WHAT IS EXPECTED: Repeat word for word the stretch of items from the line containing "query: horse's ear" through the line containing "[190,196,214,239]", both ends included.

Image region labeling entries

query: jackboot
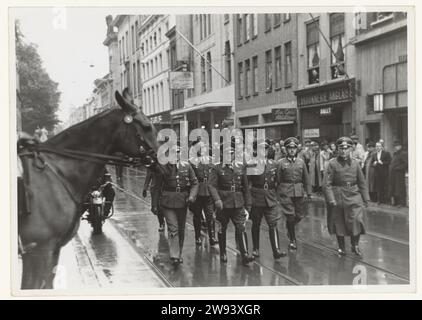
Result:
[218,231,227,263]
[237,231,255,266]
[350,234,362,256]
[252,222,259,258]
[269,228,287,259]
[337,236,346,256]
[286,221,297,250]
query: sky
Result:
[11,7,129,122]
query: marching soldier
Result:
[277,137,311,250]
[324,137,369,256]
[248,142,286,259]
[152,145,198,266]
[209,143,254,265]
[189,141,218,246]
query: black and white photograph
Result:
[9,4,416,296]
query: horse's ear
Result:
[114,88,138,114]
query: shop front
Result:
[295,79,355,142]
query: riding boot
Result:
[252,221,259,258]
[286,221,297,250]
[218,231,227,263]
[237,231,254,265]
[269,227,286,259]
[193,210,202,246]
[350,234,362,256]
[337,236,346,256]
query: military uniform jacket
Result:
[248,160,278,208]
[208,162,252,208]
[277,157,311,197]
[190,156,214,197]
[152,161,198,209]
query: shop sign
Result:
[170,71,193,89]
[303,128,319,138]
[272,108,297,121]
[297,82,354,107]
[319,107,333,116]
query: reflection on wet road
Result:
[105,168,409,287]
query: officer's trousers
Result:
[161,207,187,258]
[190,196,214,239]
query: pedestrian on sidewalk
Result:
[277,137,311,250]
[189,140,218,246]
[209,141,254,265]
[248,142,286,259]
[324,137,369,256]
[389,141,408,207]
[372,142,391,203]
[152,145,198,266]
[142,168,165,232]
[309,141,322,193]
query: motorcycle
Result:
[82,183,114,234]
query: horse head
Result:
[115,88,158,165]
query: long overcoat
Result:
[323,157,369,236]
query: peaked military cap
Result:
[336,137,353,148]
[284,137,299,148]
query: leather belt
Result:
[252,183,275,190]
[333,181,357,188]
[163,187,190,192]
[218,186,243,192]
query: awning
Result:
[170,102,232,116]
[239,121,294,129]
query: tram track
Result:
[111,168,410,285]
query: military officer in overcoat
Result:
[324,137,369,256]
[209,142,254,265]
[152,145,198,265]
[277,137,311,250]
[248,142,286,259]
[189,141,218,246]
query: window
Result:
[284,42,292,86]
[265,13,271,32]
[201,57,207,92]
[265,50,273,91]
[237,14,242,46]
[132,63,138,96]
[119,40,123,64]
[136,59,142,94]
[382,61,407,109]
[244,14,251,42]
[224,41,232,84]
[252,56,259,95]
[306,21,320,84]
[130,25,136,54]
[245,59,251,97]
[273,13,281,28]
[330,13,346,79]
[125,31,129,57]
[252,13,258,37]
[237,62,243,99]
[274,46,281,89]
[207,52,212,91]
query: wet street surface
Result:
[103,168,409,287]
[28,168,409,291]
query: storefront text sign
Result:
[272,108,297,121]
[303,128,319,138]
[170,71,193,89]
[296,82,354,107]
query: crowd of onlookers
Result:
[271,135,408,207]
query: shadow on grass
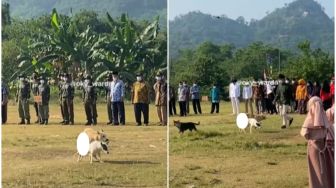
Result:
[104,161,160,164]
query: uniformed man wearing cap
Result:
[131,73,149,126]
[62,74,75,125]
[153,72,167,125]
[16,74,30,125]
[31,72,40,123]
[105,74,113,125]
[1,79,9,124]
[110,71,125,125]
[37,76,50,125]
[83,75,97,125]
[58,73,64,123]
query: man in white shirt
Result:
[110,72,125,125]
[229,79,240,115]
[243,83,253,116]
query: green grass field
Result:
[2,104,167,188]
[169,102,308,188]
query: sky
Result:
[169,0,334,21]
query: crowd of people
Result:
[1,71,168,126]
[169,76,334,116]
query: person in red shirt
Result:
[320,80,333,110]
[330,76,335,104]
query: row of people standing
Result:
[2,72,167,125]
[60,71,167,126]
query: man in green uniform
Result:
[105,74,113,125]
[273,74,293,129]
[38,76,50,125]
[31,72,41,123]
[16,74,30,125]
[62,74,75,125]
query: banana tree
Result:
[94,13,166,82]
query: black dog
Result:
[174,121,200,134]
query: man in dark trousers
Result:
[31,72,40,123]
[37,76,50,125]
[105,74,113,125]
[131,73,149,126]
[190,82,202,114]
[169,86,176,116]
[1,79,9,124]
[83,75,97,125]
[273,74,293,129]
[62,74,75,125]
[57,73,64,123]
[110,71,125,125]
[16,74,30,125]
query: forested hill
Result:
[3,0,167,22]
[169,0,334,57]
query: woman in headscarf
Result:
[320,80,332,110]
[301,97,330,188]
[326,105,335,187]
[295,79,307,114]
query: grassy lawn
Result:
[2,104,167,188]
[169,102,308,188]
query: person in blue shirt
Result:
[190,82,202,114]
[210,84,219,114]
[110,71,125,125]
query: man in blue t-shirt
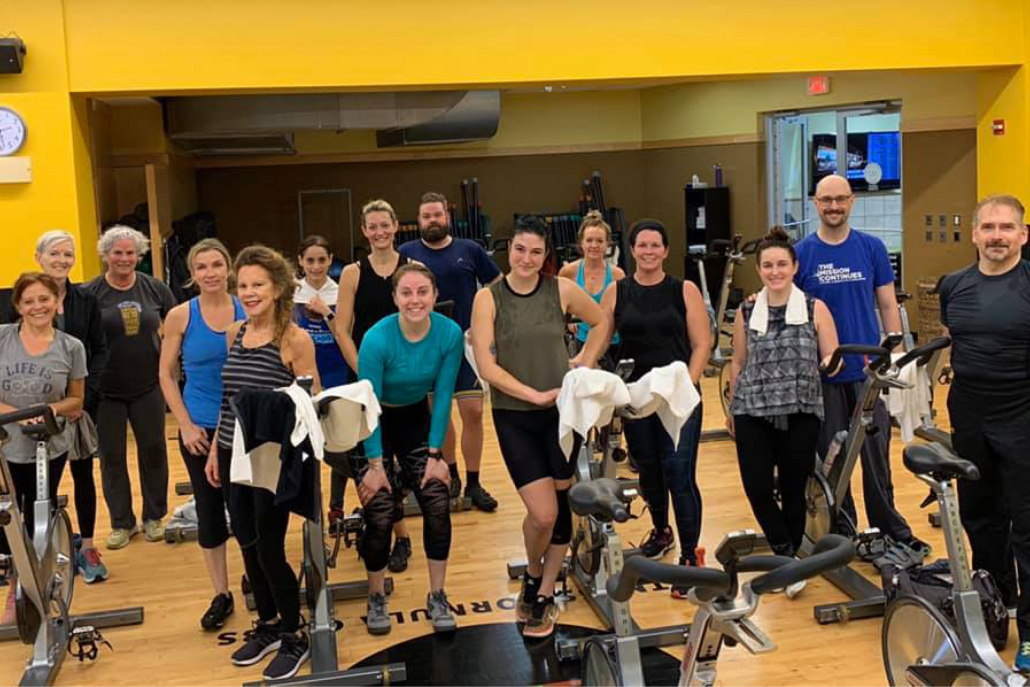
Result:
[794,174,930,555]
[398,193,501,512]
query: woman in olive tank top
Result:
[602,219,712,597]
[472,215,609,638]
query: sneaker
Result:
[143,520,165,542]
[522,596,558,640]
[515,574,540,622]
[200,592,236,629]
[905,537,933,558]
[365,591,390,634]
[0,580,18,625]
[386,537,411,573]
[327,508,346,535]
[233,620,282,665]
[465,484,497,513]
[262,630,311,680]
[670,546,705,598]
[75,548,107,584]
[641,526,676,559]
[425,589,457,632]
[1012,642,1030,675]
[106,527,139,551]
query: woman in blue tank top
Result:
[160,239,246,629]
[294,234,350,388]
[558,210,626,351]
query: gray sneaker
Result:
[425,589,457,632]
[365,591,390,634]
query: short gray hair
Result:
[97,225,150,263]
[972,194,1026,229]
[36,229,75,255]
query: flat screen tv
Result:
[809,131,901,195]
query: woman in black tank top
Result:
[602,219,712,597]
[204,246,320,679]
[325,200,412,573]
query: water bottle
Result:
[823,430,848,478]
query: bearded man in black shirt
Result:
[938,195,1030,672]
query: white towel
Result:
[314,379,382,453]
[887,353,931,442]
[627,360,701,448]
[229,382,325,493]
[462,329,490,393]
[748,285,809,334]
[556,368,629,458]
[294,277,340,308]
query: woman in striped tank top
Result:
[199,245,320,680]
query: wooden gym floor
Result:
[0,379,1016,685]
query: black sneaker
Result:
[641,526,676,559]
[200,592,236,629]
[386,537,411,573]
[465,484,497,513]
[233,620,282,665]
[262,630,311,680]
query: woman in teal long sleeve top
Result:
[354,264,464,634]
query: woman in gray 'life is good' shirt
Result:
[0,324,87,463]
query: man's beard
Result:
[419,222,450,243]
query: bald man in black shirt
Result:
[938,196,1030,671]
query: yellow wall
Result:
[0,0,99,285]
[62,0,1024,93]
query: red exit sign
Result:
[809,76,830,96]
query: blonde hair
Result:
[362,198,397,227]
[576,210,612,243]
[233,244,297,346]
[183,239,236,290]
[97,225,150,264]
[36,229,75,255]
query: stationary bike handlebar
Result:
[742,535,855,594]
[0,404,61,441]
[608,535,855,602]
[895,337,952,369]
[819,334,906,373]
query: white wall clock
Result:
[0,107,28,156]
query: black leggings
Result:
[0,453,68,555]
[179,427,229,549]
[733,413,821,556]
[353,401,451,573]
[218,446,301,632]
[68,455,97,539]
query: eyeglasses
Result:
[816,196,852,206]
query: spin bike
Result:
[508,359,687,660]
[883,444,1028,687]
[573,492,855,686]
[687,234,761,441]
[0,405,143,685]
[798,334,951,624]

REPLY:
query: horse's ear
Result:
[114,88,138,114]
query: shop front
Result:
[295,79,355,142]
query: riding boot
Result:
[252,221,259,258]
[286,221,297,250]
[218,231,227,263]
[237,231,254,265]
[269,227,286,259]
[193,210,202,246]
[350,234,362,256]
[337,236,346,256]
query: military uniform jacket
Result:
[248,160,278,208]
[208,162,252,208]
[277,157,311,197]
[190,156,214,197]
[152,161,198,209]
query: shop sign
Result:
[170,71,193,89]
[303,128,319,138]
[272,108,297,121]
[297,82,354,107]
[319,107,333,116]
query: reflection on wet road
Result:
[105,168,409,287]
query: officer's trousers
Result:
[161,207,187,258]
[190,196,214,239]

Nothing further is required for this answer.